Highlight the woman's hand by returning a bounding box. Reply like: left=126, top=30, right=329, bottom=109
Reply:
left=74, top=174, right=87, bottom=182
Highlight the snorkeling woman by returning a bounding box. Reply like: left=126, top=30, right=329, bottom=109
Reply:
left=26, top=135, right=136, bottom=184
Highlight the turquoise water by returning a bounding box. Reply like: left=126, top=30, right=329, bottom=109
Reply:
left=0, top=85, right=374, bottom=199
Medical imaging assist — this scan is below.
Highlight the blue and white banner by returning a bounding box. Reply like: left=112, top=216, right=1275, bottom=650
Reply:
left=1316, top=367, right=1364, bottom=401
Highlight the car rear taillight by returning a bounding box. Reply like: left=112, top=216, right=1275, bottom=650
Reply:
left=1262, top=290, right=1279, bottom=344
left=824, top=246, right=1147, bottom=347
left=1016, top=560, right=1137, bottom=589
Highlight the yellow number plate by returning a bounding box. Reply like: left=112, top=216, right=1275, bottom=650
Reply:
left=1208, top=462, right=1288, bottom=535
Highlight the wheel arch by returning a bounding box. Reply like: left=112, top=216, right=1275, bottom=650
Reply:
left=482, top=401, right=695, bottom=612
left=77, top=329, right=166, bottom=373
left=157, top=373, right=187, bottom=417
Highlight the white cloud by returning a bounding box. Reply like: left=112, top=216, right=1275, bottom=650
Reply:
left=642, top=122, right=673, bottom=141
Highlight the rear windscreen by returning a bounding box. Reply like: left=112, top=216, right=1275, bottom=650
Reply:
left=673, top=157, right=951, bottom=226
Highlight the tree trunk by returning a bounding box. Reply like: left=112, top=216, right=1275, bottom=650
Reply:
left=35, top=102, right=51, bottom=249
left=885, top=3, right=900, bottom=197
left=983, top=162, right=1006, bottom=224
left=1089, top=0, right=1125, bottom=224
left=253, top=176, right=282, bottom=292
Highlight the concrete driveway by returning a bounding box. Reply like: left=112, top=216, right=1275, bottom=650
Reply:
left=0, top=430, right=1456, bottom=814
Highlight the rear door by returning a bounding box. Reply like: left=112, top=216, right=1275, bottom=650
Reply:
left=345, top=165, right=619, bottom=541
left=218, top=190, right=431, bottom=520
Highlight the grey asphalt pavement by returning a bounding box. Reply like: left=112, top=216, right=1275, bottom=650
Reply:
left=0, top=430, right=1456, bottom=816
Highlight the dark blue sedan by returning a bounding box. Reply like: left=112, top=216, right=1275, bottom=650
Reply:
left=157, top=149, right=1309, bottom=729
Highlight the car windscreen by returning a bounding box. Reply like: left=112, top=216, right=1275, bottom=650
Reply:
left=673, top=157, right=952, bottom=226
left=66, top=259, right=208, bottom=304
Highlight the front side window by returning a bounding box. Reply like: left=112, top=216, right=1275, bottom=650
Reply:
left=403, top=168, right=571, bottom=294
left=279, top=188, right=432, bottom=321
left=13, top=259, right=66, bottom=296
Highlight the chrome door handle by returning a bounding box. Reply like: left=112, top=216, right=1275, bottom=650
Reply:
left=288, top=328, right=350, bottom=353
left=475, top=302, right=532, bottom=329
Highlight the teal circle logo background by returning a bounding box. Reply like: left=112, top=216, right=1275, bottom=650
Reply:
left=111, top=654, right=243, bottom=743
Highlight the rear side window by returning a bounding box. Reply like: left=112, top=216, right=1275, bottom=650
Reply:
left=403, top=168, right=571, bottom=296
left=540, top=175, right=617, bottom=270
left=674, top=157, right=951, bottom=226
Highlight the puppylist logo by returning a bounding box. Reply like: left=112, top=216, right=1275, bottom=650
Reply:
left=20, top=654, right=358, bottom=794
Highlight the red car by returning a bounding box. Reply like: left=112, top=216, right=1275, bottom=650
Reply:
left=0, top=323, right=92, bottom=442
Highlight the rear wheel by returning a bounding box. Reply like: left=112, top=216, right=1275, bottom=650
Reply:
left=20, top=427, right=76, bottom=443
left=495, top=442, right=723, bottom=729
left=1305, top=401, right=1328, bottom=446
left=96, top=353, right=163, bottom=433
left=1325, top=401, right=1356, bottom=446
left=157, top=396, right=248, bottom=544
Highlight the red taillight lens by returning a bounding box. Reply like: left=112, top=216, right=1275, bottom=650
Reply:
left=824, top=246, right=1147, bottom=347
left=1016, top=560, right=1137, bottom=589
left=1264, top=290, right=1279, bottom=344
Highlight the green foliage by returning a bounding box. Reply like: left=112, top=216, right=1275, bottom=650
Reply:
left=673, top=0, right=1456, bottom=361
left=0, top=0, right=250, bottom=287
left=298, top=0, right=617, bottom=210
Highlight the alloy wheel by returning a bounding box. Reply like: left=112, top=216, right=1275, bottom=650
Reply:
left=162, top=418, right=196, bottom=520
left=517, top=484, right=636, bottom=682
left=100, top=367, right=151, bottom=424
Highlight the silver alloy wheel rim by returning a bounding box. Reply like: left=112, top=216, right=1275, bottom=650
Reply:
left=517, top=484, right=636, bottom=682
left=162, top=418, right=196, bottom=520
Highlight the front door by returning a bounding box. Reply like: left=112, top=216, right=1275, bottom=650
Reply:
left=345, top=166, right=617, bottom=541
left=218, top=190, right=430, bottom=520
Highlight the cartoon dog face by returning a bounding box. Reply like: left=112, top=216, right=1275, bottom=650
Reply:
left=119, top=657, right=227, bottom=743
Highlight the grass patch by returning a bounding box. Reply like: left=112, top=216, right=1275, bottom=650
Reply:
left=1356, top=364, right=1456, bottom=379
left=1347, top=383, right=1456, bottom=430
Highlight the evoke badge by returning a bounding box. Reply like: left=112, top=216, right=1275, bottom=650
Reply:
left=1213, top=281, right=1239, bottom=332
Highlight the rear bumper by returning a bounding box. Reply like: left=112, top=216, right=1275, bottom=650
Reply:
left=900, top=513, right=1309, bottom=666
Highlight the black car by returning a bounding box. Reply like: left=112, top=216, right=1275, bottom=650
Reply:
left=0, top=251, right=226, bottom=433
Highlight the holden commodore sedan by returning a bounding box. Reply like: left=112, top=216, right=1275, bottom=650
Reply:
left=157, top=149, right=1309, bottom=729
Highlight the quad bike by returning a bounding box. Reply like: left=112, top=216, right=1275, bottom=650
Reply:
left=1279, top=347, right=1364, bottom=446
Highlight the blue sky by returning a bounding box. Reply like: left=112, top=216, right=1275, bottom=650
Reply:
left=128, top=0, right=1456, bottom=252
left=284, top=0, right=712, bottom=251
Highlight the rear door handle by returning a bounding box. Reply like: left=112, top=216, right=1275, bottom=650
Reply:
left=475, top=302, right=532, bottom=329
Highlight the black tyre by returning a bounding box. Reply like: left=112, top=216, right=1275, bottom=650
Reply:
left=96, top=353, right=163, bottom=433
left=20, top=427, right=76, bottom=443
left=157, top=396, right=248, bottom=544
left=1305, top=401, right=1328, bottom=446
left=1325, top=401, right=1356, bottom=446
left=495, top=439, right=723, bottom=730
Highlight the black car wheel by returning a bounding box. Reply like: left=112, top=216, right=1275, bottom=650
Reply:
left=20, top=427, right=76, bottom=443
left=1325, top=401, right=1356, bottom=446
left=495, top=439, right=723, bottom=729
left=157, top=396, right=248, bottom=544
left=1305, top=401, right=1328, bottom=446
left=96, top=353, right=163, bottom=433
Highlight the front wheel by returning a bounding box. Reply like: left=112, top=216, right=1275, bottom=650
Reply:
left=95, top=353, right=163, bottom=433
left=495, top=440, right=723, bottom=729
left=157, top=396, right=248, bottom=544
+++
> TASK BRIEF
Reproduce the lines from the one containing "Highlight the dark" through the one containing "left=674, top=157, right=951, bottom=226", inclusive, substituting "windshield" for "windscreen" and leaving everything else unchanged.

> FULL OUTPUT
Highlight the dark blue sedan by returning a bounding box. Reply like: left=112, top=216, right=1275, bottom=650
Reply:
left=157, top=149, right=1309, bottom=729
Highlight the car windshield by returning a bounding box. Reply like: left=112, top=216, right=1275, bottom=650
Reply:
left=673, top=157, right=952, bottom=226
left=66, top=259, right=208, bottom=304
Highlight the front side window by returning a bounding box. Reply like: left=112, top=216, right=1275, bottom=650
Reply:
left=403, top=168, right=571, bottom=294
left=279, top=188, right=432, bottom=321
left=13, top=259, right=66, bottom=296
Highlight the chrome door handle by returning a bounding box. Reply like: left=112, top=216, right=1275, bottom=650
Reply:
left=288, top=328, right=350, bottom=353
left=475, top=302, right=532, bottom=329
Highlight the teal circle logo background by returning a bounding box. Reply like: left=112, top=216, right=1275, bottom=650
Reply:
left=111, top=654, right=243, bottom=743
Highlight the rear side window by returning a bounding box. Reply like: left=112, top=216, right=1275, bottom=650
Reply:
left=403, top=168, right=571, bottom=296
left=540, top=175, right=617, bottom=270
left=674, top=157, right=951, bottom=226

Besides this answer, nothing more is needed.